Friday, July 26, 2013


Erin Gruwell
Crown Publishing
320 pp.
Publication Date: 2006

Straight from the front line of urban America, the inspiring story of one fiercely determined teacher and her remarkable students. 
As an idealistic twenty-three-year-old English teacher at Wilson High School in Long beach, California, Erin Gruwell confronted a room of “unteachable, at-risk” students. One day she intercepted a note with an ugly racial caricature, and angrily declared that this was precisely the sort of thing that led to the Holocaust—only to be met by uncomprehending looks. So she and her students, using the treasured books Anne Frank: The Diary of a Young Girl and Zlata’s Diary: A Child’s Life in Sarajevo as their guides, undertook a life-changing, eye-opening, spirit-raising odyssey against intolerance and misunderstanding. They learned to see the parallels in these books to their own lives, recording their thoughts and feelings in diaries and dubbing themselves the “Freedom Writers” in homage to the civil rights activists “The Freedom Riders.”

With funds raised by a “Read-a-thon for Tolerance,” they arranged for Miep Gies, the courageous Dutch woman who sheltered the Frank family, to visit them in California, where she declared that Erin Gruwell’s students were “the real heroes.” Their efforts have paid off spectacularly, both in terms of recognition—appearances on “Prime Time Live” and “All Things Considered,” coverage in People magazine, a meeting with U.S. Secretary of Education Richard Riley—and educationally. All 150 Freedom Writers have graduated from high school and are now attending college.

# Required actions
1. Summarize the book description about Erin Gruwell and her students in two sentences.
2. Copy out all of the records below word for word, omitting the pictures.

(Dataset excerpts on object pointing)
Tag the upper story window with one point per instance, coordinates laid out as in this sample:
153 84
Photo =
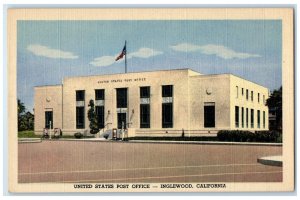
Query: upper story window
80 95
99 94
145 92
167 90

# Solutions by task
1. As a twenty-three-year-old English teacher at Wilson High School in Long Beach, California, Erin Gruwell led a room of "unteachable, at-risk" students through Anne Frank's and Zlata's diaries, and they recorded their own thoughts in diaries and called themselves the "Freedom Writers." They raised funds to bring Miep Gies to visit them and won wide recognition, and all 150 Freedom Writers have graduated from high school and are now attending college.

2.
Tag the upper story window with one point per instance, coordinates laid out as in this sample:
153 84
Photo =
Query: upper story window
80 95
99 94
145 92
167 90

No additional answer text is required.